## Saved entries

■ ■ ■ ■ ■

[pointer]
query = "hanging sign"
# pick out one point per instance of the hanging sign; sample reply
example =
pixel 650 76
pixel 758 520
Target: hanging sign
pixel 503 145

■ ■ ■ ■ ■

## Aim of the exercise
All of the records need to be returned exactly as they are.

## Problem solution
[pointer]
query = "hanging sign"
# pick out one point per instance of the hanging sign; sample reply
example =
pixel 650 76
pixel 758 520
Target: hanging sign
pixel 503 145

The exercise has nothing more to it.